Annotated coordinate records:

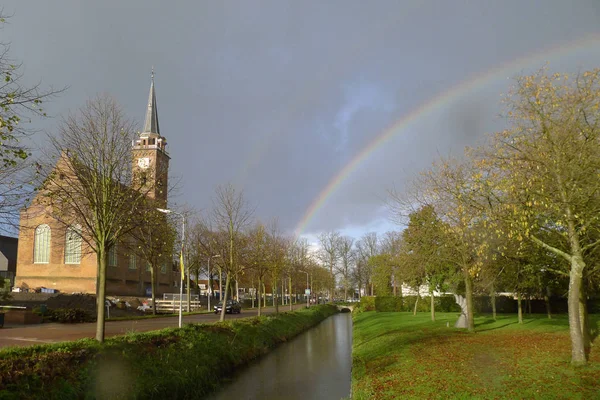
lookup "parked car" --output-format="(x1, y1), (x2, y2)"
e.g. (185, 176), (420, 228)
(213, 300), (242, 314)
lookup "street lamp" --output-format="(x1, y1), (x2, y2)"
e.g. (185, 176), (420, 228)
(208, 254), (221, 311)
(156, 208), (185, 328)
(300, 271), (310, 308)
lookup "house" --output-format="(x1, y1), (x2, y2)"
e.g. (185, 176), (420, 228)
(15, 75), (177, 296)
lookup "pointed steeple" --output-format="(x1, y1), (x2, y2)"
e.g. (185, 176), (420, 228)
(142, 67), (160, 136)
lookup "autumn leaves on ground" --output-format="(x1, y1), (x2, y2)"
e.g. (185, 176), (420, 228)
(352, 312), (600, 400)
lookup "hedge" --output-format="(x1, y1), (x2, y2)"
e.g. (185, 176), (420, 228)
(0, 305), (337, 400)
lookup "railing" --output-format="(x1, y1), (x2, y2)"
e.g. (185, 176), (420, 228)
(156, 296), (202, 313)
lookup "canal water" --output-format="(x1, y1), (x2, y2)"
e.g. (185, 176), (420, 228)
(209, 313), (352, 400)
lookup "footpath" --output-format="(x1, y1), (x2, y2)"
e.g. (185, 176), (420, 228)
(0, 303), (306, 347)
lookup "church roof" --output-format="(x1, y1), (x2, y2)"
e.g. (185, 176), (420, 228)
(142, 70), (160, 136)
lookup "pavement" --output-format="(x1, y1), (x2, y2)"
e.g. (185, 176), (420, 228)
(0, 303), (306, 347)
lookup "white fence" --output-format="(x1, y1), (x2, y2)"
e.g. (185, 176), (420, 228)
(149, 293), (202, 313)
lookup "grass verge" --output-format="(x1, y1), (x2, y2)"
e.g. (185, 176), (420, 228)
(0, 306), (337, 400)
(352, 312), (600, 400)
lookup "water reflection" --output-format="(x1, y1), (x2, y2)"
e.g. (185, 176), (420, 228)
(210, 314), (352, 400)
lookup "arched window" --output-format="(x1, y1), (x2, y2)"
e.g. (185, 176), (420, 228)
(65, 224), (81, 264)
(108, 244), (117, 267)
(33, 224), (51, 263)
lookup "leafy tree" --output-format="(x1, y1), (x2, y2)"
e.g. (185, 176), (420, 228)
(482, 69), (600, 365)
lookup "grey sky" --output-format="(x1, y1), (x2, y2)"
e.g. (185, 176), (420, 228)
(0, 0), (600, 241)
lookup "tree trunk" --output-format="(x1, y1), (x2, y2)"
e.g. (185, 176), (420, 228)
(568, 255), (587, 365)
(579, 281), (592, 360)
(288, 275), (294, 311)
(544, 286), (552, 319)
(490, 284), (496, 321)
(256, 277), (262, 317)
(219, 267), (223, 301)
(150, 265), (156, 315)
(219, 271), (230, 322)
(96, 248), (107, 343)
(185, 268), (192, 312)
(281, 276), (287, 306)
(413, 290), (421, 315)
(517, 293), (523, 324)
(272, 275), (279, 314)
(465, 276), (475, 332)
(432, 286), (435, 321)
(250, 276), (256, 308)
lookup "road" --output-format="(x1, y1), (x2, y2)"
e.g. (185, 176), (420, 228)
(0, 303), (305, 347)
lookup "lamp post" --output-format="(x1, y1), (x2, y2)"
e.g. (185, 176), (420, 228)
(208, 254), (221, 311)
(156, 208), (185, 328)
(300, 271), (310, 308)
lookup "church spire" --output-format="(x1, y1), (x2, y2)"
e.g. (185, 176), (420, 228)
(142, 67), (160, 136)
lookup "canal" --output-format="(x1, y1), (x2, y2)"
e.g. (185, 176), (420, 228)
(209, 313), (352, 400)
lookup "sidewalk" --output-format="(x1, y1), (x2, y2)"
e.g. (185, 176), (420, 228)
(0, 303), (306, 347)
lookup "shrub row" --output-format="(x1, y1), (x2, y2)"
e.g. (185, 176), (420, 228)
(0, 305), (337, 400)
(47, 308), (96, 324)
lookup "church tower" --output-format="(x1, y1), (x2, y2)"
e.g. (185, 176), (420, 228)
(132, 70), (170, 208)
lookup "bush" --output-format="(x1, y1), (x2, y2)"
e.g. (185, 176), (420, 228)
(356, 296), (375, 312)
(48, 308), (96, 324)
(375, 296), (403, 312)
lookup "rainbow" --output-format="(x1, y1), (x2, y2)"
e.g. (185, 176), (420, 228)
(294, 33), (600, 237)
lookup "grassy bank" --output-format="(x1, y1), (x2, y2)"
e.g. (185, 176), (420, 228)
(0, 306), (337, 399)
(352, 312), (600, 400)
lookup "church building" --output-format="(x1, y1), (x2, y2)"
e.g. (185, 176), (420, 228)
(15, 74), (178, 296)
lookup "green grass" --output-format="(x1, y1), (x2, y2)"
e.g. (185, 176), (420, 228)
(352, 312), (600, 400)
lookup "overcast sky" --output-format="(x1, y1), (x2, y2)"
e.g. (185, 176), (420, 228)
(0, 0), (600, 241)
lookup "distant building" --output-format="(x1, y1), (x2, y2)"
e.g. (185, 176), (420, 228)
(14, 77), (177, 296)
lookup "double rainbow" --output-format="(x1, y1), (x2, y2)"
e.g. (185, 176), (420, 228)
(294, 33), (600, 236)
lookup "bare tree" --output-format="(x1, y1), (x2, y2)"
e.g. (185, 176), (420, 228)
(0, 15), (65, 231)
(356, 232), (379, 296)
(338, 236), (356, 301)
(268, 219), (289, 313)
(36, 95), (154, 342)
(248, 222), (269, 316)
(130, 208), (177, 314)
(319, 231), (341, 303)
(212, 184), (254, 321)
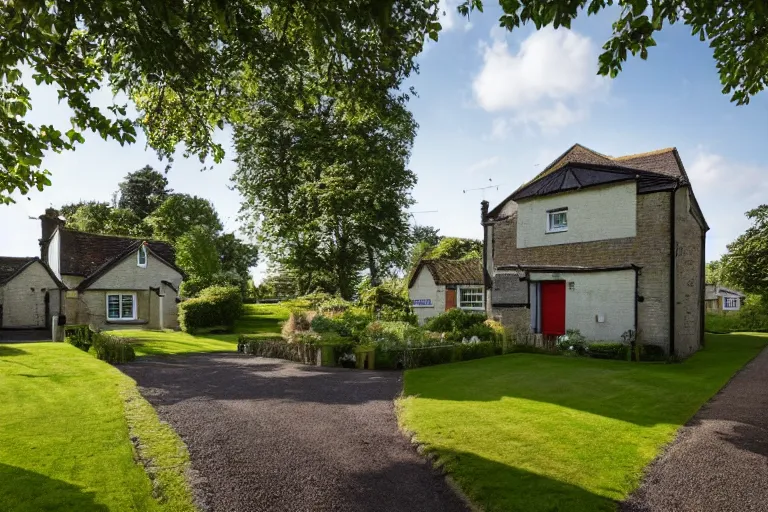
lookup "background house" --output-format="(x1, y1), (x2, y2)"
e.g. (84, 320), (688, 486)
(408, 259), (485, 323)
(483, 144), (709, 356)
(0, 256), (65, 329)
(40, 209), (184, 329)
(704, 283), (746, 313)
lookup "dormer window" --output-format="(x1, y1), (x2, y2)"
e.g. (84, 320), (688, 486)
(547, 208), (568, 233)
(136, 245), (147, 268)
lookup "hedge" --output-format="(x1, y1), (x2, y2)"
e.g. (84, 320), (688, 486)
(179, 286), (243, 333)
(376, 341), (501, 370)
(586, 343), (630, 360)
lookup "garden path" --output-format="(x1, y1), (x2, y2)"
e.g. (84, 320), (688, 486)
(120, 354), (467, 512)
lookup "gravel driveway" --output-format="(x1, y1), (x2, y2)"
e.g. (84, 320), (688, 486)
(120, 354), (466, 512)
(621, 344), (768, 512)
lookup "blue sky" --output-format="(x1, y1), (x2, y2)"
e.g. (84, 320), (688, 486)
(0, 0), (768, 278)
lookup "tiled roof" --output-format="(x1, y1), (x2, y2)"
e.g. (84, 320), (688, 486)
(408, 258), (483, 288)
(0, 256), (36, 284)
(59, 228), (176, 278)
(489, 144), (688, 216)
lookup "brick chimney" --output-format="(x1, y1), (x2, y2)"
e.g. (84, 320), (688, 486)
(38, 208), (64, 263)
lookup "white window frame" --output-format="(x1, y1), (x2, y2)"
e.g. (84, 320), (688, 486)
(105, 292), (137, 322)
(546, 208), (568, 233)
(136, 245), (149, 268)
(456, 284), (485, 311)
(723, 297), (741, 311)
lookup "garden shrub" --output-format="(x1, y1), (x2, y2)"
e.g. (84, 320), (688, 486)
(64, 325), (93, 352)
(587, 342), (631, 360)
(556, 329), (587, 356)
(179, 286), (243, 334)
(237, 334), (320, 364)
(425, 309), (494, 342)
(92, 332), (136, 364)
(282, 309), (315, 338)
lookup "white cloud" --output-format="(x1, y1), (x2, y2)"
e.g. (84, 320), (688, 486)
(467, 156), (500, 174)
(437, 0), (459, 32)
(683, 146), (768, 260)
(472, 28), (608, 137)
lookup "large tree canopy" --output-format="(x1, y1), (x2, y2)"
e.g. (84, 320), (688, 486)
(0, 0), (440, 202)
(721, 204), (768, 298)
(117, 165), (172, 219)
(459, 0), (768, 105)
(0, 0), (768, 203)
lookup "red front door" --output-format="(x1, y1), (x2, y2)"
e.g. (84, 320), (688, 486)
(541, 281), (565, 336)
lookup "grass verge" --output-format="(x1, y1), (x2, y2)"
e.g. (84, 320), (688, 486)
(0, 343), (195, 512)
(398, 334), (768, 512)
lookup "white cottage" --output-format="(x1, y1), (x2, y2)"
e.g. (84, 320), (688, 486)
(408, 259), (485, 323)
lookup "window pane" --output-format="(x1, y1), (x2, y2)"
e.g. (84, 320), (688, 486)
(107, 295), (120, 318)
(459, 286), (483, 308)
(120, 295), (133, 318)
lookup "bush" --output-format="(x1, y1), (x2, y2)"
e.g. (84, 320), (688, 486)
(425, 308), (486, 332)
(282, 309), (315, 338)
(92, 332), (136, 364)
(237, 334), (320, 364)
(587, 342), (631, 360)
(445, 321), (495, 342)
(179, 286), (243, 333)
(64, 325), (93, 352)
(557, 329), (587, 356)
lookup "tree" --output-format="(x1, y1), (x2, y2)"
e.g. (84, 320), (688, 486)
(458, 0), (768, 105)
(174, 226), (221, 279)
(66, 201), (112, 233)
(722, 204), (768, 299)
(145, 194), (222, 243)
(0, 0), (440, 202)
(117, 165), (171, 220)
(216, 233), (259, 293)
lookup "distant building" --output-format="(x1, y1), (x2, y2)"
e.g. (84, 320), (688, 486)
(408, 259), (485, 323)
(704, 283), (746, 313)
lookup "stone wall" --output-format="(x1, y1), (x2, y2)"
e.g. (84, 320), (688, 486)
(675, 187), (704, 357)
(492, 192), (671, 347)
(0, 261), (61, 327)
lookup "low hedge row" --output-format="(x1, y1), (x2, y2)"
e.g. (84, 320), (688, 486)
(179, 286), (243, 334)
(376, 341), (501, 370)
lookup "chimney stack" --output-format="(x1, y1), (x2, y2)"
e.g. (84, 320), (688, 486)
(39, 208), (64, 263)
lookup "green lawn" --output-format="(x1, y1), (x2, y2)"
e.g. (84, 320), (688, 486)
(111, 304), (288, 357)
(399, 334), (768, 512)
(0, 343), (194, 512)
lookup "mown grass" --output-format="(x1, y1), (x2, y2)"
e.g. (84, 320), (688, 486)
(0, 343), (195, 512)
(110, 304), (288, 357)
(399, 334), (768, 512)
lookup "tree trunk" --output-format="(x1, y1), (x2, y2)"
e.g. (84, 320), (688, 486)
(365, 245), (380, 286)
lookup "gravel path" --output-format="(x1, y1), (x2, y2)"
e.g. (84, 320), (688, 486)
(621, 349), (768, 512)
(120, 354), (466, 512)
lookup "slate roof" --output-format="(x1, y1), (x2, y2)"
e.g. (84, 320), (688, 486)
(408, 258), (483, 288)
(489, 144), (689, 217)
(0, 256), (36, 284)
(59, 228), (176, 278)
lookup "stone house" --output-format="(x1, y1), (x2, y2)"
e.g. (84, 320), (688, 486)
(482, 144), (709, 357)
(0, 256), (65, 329)
(40, 209), (184, 329)
(704, 283), (746, 314)
(408, 259), (485, 323)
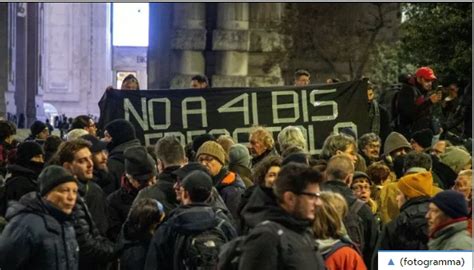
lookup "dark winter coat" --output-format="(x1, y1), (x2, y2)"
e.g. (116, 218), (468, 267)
(212, 167), (245, 219)
(239, 188), (325, 270)
(379, 196), (429, 250)
(106, 139), (141, 191)
(120, 219), (153, 270)
(0, 192), (79, 270)
(107, 177), (138, 240)
(92, 168), (114, 195)
(133, 166), (180, 214)
(321, 180), (379, 265)
(5, 164), (41, 201)
(79, 181), (109, 235)
(145, 204), (237, 270)
(73, 192), (119, 270)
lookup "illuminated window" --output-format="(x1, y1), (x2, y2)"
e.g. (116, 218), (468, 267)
(112, 3), (148, 47)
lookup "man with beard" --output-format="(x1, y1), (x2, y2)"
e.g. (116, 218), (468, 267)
(359, 133), (381, 167)
(0, 142), (44, 215)
(395, 67), (442, 138)
(55, 139), (118, 270)
(239, 163), (326, 270)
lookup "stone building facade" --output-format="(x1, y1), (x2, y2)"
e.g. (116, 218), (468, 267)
(0, 3), (396, 124)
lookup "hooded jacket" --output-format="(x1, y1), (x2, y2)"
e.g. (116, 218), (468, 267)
(239, 187), (325, 270)
(106, 139), (141, 191)
(379, 196), (429, 250)
(145, 204), (237, 270)
(0, 192), (79, 270)
(321, 180), (379, 265)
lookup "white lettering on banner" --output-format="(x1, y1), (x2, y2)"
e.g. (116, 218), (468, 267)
(217, 94), (250, 125)
(309, 89), (338, 121)
(148, 98), (171, 130)
(145, 122), (357, 154)
(181, 97), (207, 129)
(123, 97), (148, 131)
(272, 91), (300, 124)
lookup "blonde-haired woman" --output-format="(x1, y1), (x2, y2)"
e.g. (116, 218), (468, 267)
(313, 192), (367, 270)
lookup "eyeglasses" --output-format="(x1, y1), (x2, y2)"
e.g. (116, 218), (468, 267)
(198, 156), (215, 163)
(295, 191), (321, 200)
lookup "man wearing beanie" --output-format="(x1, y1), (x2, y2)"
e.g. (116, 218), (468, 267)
(0, 141), (44, 215)
(426, 190), (472, 250)
(25, 120), (49, 145)
(196, 141), (245, 219)
(411, 128), (433, 153)
(229, 143), (253, 188)
(378, 171), (433, 250)
(54, 139), (119, 270)
(392, 67), (442, 138)
(104, 119), (141, 190)
(145, 170), (237, 269)
(81, 134), (114, 195)
(0, 165), (79, 270)
(107, 146), (157, 240)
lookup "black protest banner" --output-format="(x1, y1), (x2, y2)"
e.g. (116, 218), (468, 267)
(99, 80), (369, 153)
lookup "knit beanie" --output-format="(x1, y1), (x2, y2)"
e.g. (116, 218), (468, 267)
(196, 141), (226, 165)
(181, 171), (212, 197)
(193, 133), (216, 152)
(229, 143), (250, 168)
(38, 165), (77, 196)
(105, 119), (136, 146)
(397, 172), (433, 199)
(440, 146), (471, 173)
(383, 131), (411, 156)
(123, 146), (157, 181)
(411, 128), (433, 148)
(30, 120), (47, 137)
(16, 141), (44, 165)
(431, 190), (469, 219)
(281, 153), (308, 167)
(81, 134), (107, 154)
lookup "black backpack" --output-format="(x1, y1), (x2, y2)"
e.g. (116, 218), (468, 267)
(217, 220), (284, 270)
(344, 199), (365, 253)
(173, 219), (228, 270)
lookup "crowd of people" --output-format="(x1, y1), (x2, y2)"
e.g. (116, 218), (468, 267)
(0, 67), (473, 270)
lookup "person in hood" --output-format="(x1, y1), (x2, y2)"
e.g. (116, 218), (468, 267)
(5, 142), (44, 206)
(0, 165), (79, 270)
(107, 146), (157, 240)
(239, 163), (325, 270)
(104, 119), (141, 191)
(144, 171), (237, 270)
(196, 141), (245, 219)
(25, 120), (49, 146)
(426, 190), (472, 250)
(313, 192), (367, 270)
(120, 199), (165, 270)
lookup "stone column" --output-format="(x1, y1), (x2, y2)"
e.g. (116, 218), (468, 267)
(0, 3), (11, 119)
(212, 3), (250, 87)
(248, 3), (285, 87)
(170, 3), (206, 88)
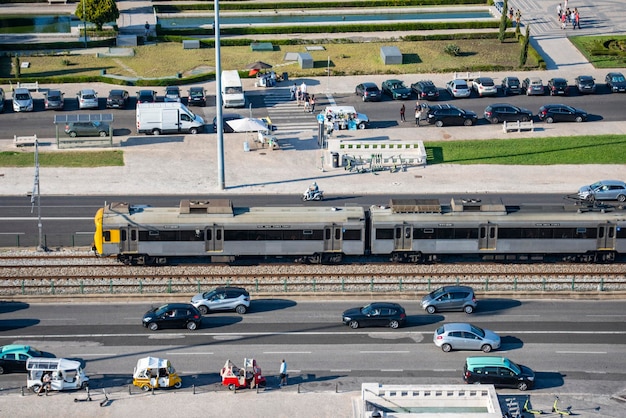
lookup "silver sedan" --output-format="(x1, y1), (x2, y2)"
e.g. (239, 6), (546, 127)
(433, 323), (500, 353)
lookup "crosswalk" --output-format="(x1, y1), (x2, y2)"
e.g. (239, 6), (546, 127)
(263, 87), (320, 133)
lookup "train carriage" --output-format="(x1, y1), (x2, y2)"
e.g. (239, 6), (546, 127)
(94, 199), (365, 264)
(369, 199), (626, 262)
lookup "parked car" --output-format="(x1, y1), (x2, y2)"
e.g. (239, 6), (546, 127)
(213, 113), (243, 133)
(187, 87), (206, 106)
(501, 77), (522, 96)
(574, 75), (596, 94)
(137, 90), (156, 104)
(472, 77), (498, 97)
(106, 89), (129, 109)
(433, 323), (500, 353)
(65, 120), (109, 137)
(463, 357), (535, 390)
(578, 180), (626, 202)
(191, 286), (250, 315)
(13, 88), (34, 112)
(421, 286), (477, 314)
(547, 77), (569, 96)
(604, 72), (626, 93)
(354, 82), (382, 102)
(411, 80), (439, 100)
(381, 79), (411, 100)
(537, 104), (587, 123)
(428, 104), (478, 128)
(446, 79), (472, 98)
(484, 103), (533, 123)
(76, 89), (98, 109)
(43, 90), (65, 110)
(141, 303), (202, 331)
(0, 344), (54, 374)
(522, 77), (545, 96)
(342, 302), (406, 329)
(164, 86), (180, 102)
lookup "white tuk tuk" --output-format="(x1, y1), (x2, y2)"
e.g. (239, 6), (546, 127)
(26, 357), (89, 393)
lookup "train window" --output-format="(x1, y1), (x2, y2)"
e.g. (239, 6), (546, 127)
(343, 229), (361, 241)
(376, 228), (393, 239)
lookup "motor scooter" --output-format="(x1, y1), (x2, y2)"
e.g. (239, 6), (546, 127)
(302, 189), (324, 202)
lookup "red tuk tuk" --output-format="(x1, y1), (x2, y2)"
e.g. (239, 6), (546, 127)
(220, 358), (266, 390)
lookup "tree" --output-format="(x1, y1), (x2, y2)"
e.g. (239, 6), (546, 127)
(74, 0), (120, 30)
(519, 25), (530, 67)
(498, 0), (509, 42)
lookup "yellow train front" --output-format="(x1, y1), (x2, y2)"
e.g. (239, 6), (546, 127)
(94, 199), (366, 264)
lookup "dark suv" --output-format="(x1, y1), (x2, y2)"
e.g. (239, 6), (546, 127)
(354, 83), (382, 102)
(428, 104), (478, 128)
(485, 103), (533, 123)
(548, 77), (569, 96)
(411, 80), (439, 100)
(141, 303), (202, 331)
(191, 286), (250, 315)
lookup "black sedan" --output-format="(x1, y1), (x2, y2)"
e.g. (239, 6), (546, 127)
(141, 303), (202, 331)
(537, 104), (588, 123)
(343, 302), (406, 329)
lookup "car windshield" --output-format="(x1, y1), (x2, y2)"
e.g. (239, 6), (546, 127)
(470, 325), (485, 338)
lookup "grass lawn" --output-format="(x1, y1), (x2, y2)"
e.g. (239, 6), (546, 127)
(0, 39), (538, 78)
(0, 151), (124, 167)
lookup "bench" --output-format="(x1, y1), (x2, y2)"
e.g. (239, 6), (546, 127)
(250, 42), (274, 51)
(183, 39), (200, 49)
(17, 81), (39, 91)
(13, 135), (37, 147)
(502, 120), (535, 133)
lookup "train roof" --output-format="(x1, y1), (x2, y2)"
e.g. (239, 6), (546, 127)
(370, 197), (626, 222)
(103, 199), (365, 225)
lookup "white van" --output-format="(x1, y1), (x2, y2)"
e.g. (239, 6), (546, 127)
(222, 70), (246, 107)
(324, 106), (370, 130)
(137, 102), (204, 135)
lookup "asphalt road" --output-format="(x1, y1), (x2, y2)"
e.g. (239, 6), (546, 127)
(0, 299), (626, 394)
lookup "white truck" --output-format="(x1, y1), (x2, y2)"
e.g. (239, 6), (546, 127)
(222, 70), (246, 107)
(137, 102), (204, 135)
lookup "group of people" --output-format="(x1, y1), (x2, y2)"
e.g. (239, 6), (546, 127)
(556, 0), (580, 29)
(400, 100), (424, 126)
(289, 81), (315, 113)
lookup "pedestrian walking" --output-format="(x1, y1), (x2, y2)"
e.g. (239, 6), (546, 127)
(278, 359), (287, 387)
(415, 101), (422, 126)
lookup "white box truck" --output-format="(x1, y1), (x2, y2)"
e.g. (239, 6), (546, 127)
(137, 102), (204, 135)
(222, 70), (246, 107)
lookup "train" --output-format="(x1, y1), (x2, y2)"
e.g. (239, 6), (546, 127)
(93, 197), (626, 265)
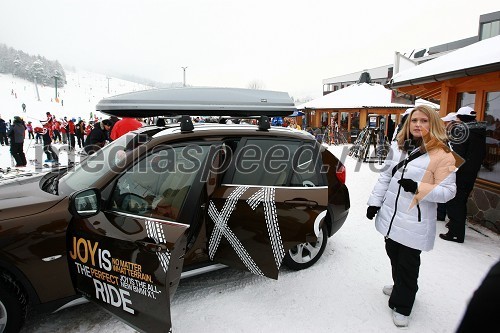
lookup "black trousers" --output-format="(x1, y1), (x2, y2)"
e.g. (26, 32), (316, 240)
(446, 187), (472, 242)
(385, 238), (422, 316)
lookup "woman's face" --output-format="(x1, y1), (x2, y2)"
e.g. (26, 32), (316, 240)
(410, 111), (430, 138)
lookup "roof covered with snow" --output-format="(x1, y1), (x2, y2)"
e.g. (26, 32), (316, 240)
(297, 83), (412, 109)
(391, 36), (500, 87)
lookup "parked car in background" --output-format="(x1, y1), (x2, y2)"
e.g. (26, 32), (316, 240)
(0, 88), (350, 332)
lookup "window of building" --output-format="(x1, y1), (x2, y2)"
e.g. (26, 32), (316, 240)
(478, 91), (500, 183)
(480, 20), (500, 40)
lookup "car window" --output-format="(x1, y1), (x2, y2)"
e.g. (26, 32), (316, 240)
(109, 145), (210, 221)
(224, 138), (320, 186)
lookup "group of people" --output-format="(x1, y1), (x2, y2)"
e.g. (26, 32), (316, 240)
(0, 112), (143, 168)
(366, 105), (486, 327)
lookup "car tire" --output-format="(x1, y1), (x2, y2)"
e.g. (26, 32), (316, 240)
(0, 271), (28, 333)
(283, 223), (328, 271)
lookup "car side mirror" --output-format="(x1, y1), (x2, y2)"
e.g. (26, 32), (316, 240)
(69, 188), (101, 217)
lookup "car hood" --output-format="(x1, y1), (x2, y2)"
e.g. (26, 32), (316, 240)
(0, 174), (64, 221)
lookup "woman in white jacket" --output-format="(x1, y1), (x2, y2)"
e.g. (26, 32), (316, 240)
(366, 105), (456, 327)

* Objective *
Update the entries from the beginning through the line that contains "(156, 296), (202, 313)", replacing "street lamp" with "lamp post" and leaving everything else unchanged. Omit the pictures from your answer.

* Reply *
lookup "parked car" --output-format="(x1, y1), (x2, y2)"
e.g. (185, 176), (420, 228)
(213, 300), (242, 314)
lookup "lamp post" --output-format="(x1, y1), (x2, y2)"
e.g. (185, 176), (420, 228)
(208, 254), (221, 311)
(156, 208), (185, 328)
(300, 271), (310, 308)
lookup "house" --output-format="(x1, y1), (x2, y2)"
e.g. (185, 176), (420, 228)
(15, 75), (177, 296)
lookup "pointed steeple" --output-format="(x1, y1), (x2, y2)"
e.g. (185, 176), (420, 228)
(142, 67), (160, 136)
lookup "autumn leaves on ground" --output-format="(x1, y1), (x2, y2)"
e.g. (185, 176), (420, 228)
(352, 312), (600, 400)
lookup "hedge" --output-format="(x1, y1), (x2, y2)"
e.g. (185, 176), (420, 228)
(0, 305), (337, 400)
lookup "railing" --output-format="(x1, y1), (x2, y2)"
e.g. (185, 176), (420, 228)
(156, 296), (202, 313)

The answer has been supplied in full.